─── TEXT EXCERPT

Tag Archives: YTV

Review: Open Heart goes for the heart

It’s been four weeks since the debut of Open Heart on YTV, and after being impressed with the first double-dose of episodes on Jan. 20, I decided to sit down and revisit the series. Not that I haven’t been watching—I have a day or two after the fact via PVR—but I wanted the series to simmer for a bit, for the characters and story to evolve before breaking it down and analyzing it. Are the characters still compelling? Is the mystery still interesting? Is anyone getting on my nerves? Has Open Heart kept up the drama it promised in Night 1?

Absolutely.

“In Plain Sight” picked up seconds after last week’s instalment, with Dylan making a quick list of the people who most likely knew about the drugs her father was taking. It was a short list: Nana, Papa, Mom and a big question mark after London. (Can I take a second to throw some kudos towards the on-screen messages that flash up every time Dylan is on a computer, tablet or cell phone? It’s an ingenious way of storytelling without wasting a camera shot over her shoulder all the time.)

What a doozy of an episode to pick to review. By the time the half-hour had closed out Dylan and London confirmed Richard was schizophrenic, taking meds and seeing a psychiatrist, they learned their mother was sleeping with Dr. K and Wes told Dylan he loved her.

It was a lot for Dylan to take in and I can’t help but worry for the girl’s health, both mental and physical. Discovering she could inherit her dad’s issues was bad enough, but uncovering his secret place—jammed with maps, sketches of a soldier, numbers, keys and the name Agent Sheppard scrawled over and over again—clearly rattled her. Luckily, London was there to support her both in the storage locker and when they confronted Jane about what she knew.

──────
─── LISTED ENTRIES

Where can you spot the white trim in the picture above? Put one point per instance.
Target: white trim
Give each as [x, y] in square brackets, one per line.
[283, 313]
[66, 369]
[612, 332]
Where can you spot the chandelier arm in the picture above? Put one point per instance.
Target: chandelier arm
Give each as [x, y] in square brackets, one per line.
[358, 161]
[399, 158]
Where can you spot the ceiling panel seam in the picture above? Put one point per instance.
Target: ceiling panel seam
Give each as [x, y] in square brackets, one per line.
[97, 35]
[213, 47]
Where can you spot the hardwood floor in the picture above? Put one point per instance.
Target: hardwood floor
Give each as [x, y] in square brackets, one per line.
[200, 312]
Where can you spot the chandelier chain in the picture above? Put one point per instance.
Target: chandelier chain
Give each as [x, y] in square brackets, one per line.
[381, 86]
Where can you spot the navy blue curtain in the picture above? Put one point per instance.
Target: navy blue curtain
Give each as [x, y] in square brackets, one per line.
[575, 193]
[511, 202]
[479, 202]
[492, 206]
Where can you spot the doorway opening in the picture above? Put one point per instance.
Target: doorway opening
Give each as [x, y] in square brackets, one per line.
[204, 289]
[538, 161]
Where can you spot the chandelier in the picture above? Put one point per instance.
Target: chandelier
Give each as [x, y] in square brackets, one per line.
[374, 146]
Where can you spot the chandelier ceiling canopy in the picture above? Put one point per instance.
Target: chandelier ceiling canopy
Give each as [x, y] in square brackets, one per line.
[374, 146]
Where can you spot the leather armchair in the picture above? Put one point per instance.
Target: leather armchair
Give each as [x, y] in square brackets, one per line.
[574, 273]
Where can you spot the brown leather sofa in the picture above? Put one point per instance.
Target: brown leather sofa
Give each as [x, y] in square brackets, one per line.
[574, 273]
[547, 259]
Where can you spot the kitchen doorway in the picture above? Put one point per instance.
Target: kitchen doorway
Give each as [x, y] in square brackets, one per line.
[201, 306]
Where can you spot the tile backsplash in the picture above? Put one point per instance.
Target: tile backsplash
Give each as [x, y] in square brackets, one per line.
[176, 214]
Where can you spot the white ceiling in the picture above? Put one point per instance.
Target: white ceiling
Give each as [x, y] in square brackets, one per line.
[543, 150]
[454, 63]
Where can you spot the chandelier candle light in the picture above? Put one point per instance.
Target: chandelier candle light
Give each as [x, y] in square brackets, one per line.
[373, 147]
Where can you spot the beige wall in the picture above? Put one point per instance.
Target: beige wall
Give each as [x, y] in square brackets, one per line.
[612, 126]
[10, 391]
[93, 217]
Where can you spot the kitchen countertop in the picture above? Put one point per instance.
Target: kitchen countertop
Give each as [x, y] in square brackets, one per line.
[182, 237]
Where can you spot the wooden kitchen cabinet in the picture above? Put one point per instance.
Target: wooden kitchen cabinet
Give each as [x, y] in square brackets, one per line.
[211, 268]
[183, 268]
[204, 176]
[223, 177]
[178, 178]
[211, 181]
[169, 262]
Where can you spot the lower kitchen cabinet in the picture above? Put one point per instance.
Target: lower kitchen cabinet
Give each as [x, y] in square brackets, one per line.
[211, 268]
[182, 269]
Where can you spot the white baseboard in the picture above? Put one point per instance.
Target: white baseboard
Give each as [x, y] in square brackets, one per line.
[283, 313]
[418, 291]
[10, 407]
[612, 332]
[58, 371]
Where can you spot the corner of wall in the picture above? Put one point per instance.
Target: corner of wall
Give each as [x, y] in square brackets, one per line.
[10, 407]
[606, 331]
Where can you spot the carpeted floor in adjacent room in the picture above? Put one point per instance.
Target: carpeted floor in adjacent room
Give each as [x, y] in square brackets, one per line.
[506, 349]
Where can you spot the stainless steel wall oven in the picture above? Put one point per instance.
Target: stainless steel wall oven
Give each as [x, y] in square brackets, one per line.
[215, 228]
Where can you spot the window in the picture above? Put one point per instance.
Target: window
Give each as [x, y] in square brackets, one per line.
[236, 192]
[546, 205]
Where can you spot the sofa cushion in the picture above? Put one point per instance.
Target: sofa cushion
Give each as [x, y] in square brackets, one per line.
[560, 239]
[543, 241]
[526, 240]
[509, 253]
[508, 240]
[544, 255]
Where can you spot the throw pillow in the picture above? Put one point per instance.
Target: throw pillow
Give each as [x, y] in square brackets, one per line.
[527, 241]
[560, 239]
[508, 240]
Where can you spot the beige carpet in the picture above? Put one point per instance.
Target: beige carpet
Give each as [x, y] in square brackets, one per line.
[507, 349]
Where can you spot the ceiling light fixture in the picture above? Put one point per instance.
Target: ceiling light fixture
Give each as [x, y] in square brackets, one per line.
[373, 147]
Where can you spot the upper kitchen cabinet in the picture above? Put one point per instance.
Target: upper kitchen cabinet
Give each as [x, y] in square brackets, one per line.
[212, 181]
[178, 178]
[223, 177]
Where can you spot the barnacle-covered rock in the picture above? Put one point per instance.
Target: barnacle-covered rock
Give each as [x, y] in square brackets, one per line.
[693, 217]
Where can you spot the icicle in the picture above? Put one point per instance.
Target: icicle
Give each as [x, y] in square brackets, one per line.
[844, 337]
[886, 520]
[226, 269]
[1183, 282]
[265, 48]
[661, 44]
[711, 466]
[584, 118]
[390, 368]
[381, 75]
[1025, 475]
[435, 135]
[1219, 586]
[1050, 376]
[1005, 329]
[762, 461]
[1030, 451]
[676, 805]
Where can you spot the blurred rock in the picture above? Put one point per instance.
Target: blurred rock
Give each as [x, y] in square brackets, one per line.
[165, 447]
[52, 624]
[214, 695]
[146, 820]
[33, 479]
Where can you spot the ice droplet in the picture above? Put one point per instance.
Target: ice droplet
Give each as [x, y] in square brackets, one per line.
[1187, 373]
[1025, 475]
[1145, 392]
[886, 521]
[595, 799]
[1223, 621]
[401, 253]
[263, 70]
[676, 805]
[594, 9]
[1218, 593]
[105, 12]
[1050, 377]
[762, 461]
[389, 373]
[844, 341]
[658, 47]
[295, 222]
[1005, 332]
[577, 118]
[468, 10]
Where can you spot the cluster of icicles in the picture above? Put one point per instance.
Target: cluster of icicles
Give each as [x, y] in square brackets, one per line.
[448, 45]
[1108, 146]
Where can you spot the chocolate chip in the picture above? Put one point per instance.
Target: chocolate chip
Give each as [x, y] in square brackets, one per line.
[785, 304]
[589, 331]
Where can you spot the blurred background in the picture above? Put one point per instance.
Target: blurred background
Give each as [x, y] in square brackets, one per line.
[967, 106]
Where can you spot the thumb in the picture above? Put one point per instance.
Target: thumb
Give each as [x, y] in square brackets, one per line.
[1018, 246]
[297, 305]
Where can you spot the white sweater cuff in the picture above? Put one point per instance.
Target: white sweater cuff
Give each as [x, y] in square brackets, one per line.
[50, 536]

──────

ACTIVITIES |
1. Rewrite the paragraph of the Open Heart review that begins "What a doozy of an episode" as a short list of what happened by the end of the episode.
2. List every item the Open Heart review names as being found in Richard's secret place.
3. Carry on the Open Heart review from its final sentence.
The material that comes after the review is separate from it.

ANSWERS BY TASK |
1.
- Dylan and London confirmed that Richard was schizophrenic, was taking medication and was seeing a psychiatrist.
- They learned that their mother was sleeping with Dr. K.
- Wes told Dylan that he loved her.

2.
- Maps
- Sketches of a soldier
- Numbers
- Keys
- The name Agent Sheppard, written over and over

3.
Speaking of London, I didn’t take any pleasure in her decking Dr. K. He had, after all, asked Jane to reveal their relationship to the girls. K just happened to be there at the wrong time and bore the brunt of London’s rage.

And while I’m happy Wes revealed his feelings to Dylan, I think Mikayla was too hasty when she told him to do it right away. With so much on her plate right now, Dylan could push Wes away until she can fully process her feelings toward him. Don’t get me wrong. I was thrilled that he built up the guts to do it—with some help from those cute seniors and Casablanca—but I worry she’ll spurn him and he’ll back off completely.

Notes and quotes

  • Despite initial reservations (I thought he was too geeky), London and Seth have turned into a fantastic couple.
  • I may be a little out of touch, but I’m pretty sure Mikayla was wearing Nikki Sixx’s pants from Mötley Crüe’s Theater of Pain tour.
  • I cried a little bit when Mikayla and Wes didn’t know what a VHS tape was.
  • “What happened to ‘Eat all the fries London?'”
  • “What in the hell?” I’d been waiting for that reaction from Dylan ever since Jane’s phone said she was at a hotel.

Open Heart airs Tuesdays at 9 p.m. ET on YTV.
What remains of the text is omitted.